For Cause-Based Notices
When the notice is based on a lease violation, be factual and specific. "You have repeatedly paid rent late" is weaker than "Your rent payment was received on [Date], [Date], and [Date], each more than five days past the due date of the 1st." Specific facts are harder to dispute.
If the situation might eventually lead to formal eviction proceedings, read the step-by-step guide to sending an eviction notice by mail before sending anything — the sequencing and documentation requirements are strict.
For Owner Move-In Situations
Some jurisdictions require the owner to actually occupy the unit for a minimum period after using owner move-in as the stated reason. California, for example, has penalties including damages and attorney's fees if the stated reason turns out to be false. Document your intent carefully.
How to Use This Template: Quick-Start Guide
Step 1: Copy the template Copy the full template above into a text editor or WriteToMail's letter editor.

#### Raw data

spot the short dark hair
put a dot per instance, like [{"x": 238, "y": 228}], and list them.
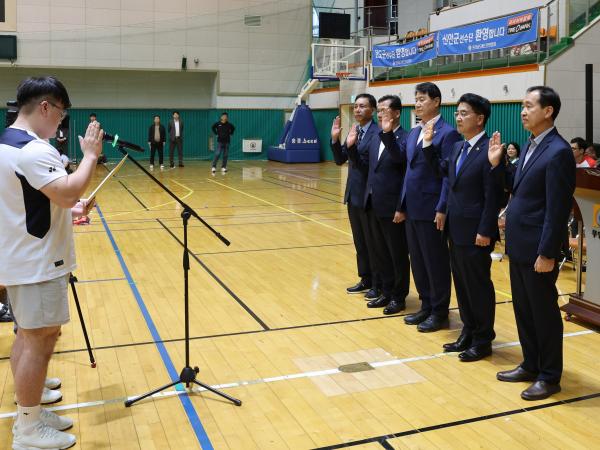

#### Tasks
a: Rewrite the lease notice guide from "If the situation" to "your intent carefully.", swapping "penalties" for "sanctions".
b: Write the next part of the lease notice guide, picking up after its final sentence.

#### Exercise results
a:
If the situation might eventually lead to formal eviction proceedings, read the step-by-step guide to sending an eviction notice by mail before sending anything — the sequencing and documentation requirements are strict.
For Owner Move-In Situations
Some jurisdictions require the owner to actually occupy the unit for a minimum period after using owner move-in as the stated reason. California, for example, has sanctions including damages and attorney's fees if the stated reason turns out to be false. Document your intent carefully.

b:
Step 2: Fill in every bracketed field Don't leave any placeholders unfilled. Check the tenant's name, unit number, and lease dates against the actual signed lease agreement.
Step 3: Choose the correct reason Delete the inapplicable reason options. Keep only the one that applies. Edit it to include specific dates, amounts, or violation descriptions.
Step 4: Confirm your notice period Look up your state's required notice period and count backward from the desired move-out date. The letter's date must be at least that many days before the move-out date.
Step 5: Mail it Send via USPS First-Class Mail at minimum. Many landlords also send a second copy via certified mail to create a delivery record. With WriteToMail, you can send physical mail online — compose the letter, enter the tenant's address, and the platform handles printing, postage, and USPS delivery without you leaving your desk.
Step 6: Document everything Keep a copy of the letter and note the date it was mailed. If you used WriteToMail, your send record is logged in your account. If you used certified mail, keep the tracking receipt. This documentation is essential if the tenant later claims they never received notice.
Why Physical Mail Beats Email for Tenant Notices
Courts regularly side with landlords who can prove written notice was physically mailed. Email is easy to dispute — servers go down, spam filters catch messages, and recipients claim they never saw it.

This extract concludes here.